What the task requires:
Retype every one of the items below word for word, keeping each line and character unchanged.

(Region annotation entries)
· · · ·

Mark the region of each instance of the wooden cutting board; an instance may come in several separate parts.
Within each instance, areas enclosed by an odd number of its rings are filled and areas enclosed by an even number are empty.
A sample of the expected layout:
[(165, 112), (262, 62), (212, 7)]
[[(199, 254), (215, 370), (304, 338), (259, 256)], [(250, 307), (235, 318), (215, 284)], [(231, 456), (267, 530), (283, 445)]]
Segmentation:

· · · ·

Reply to the task:
Mark the region of each instance of the wooden cutting board; an instance may come in several separate parts.
Within each instance, areas enclosed by an odd number of its rings are filled and areas enclosed by an even number are empty.
A sample of the expected layout:
[(165, 112), (262, 62), (212, 7)]
[[(199, 254), (215, 370), (304, 338), (259, 256)], [(250, 307), (235, 318), (215, 284)], [(231, 456), (267, 530), (283, 445)]]
Segmentation:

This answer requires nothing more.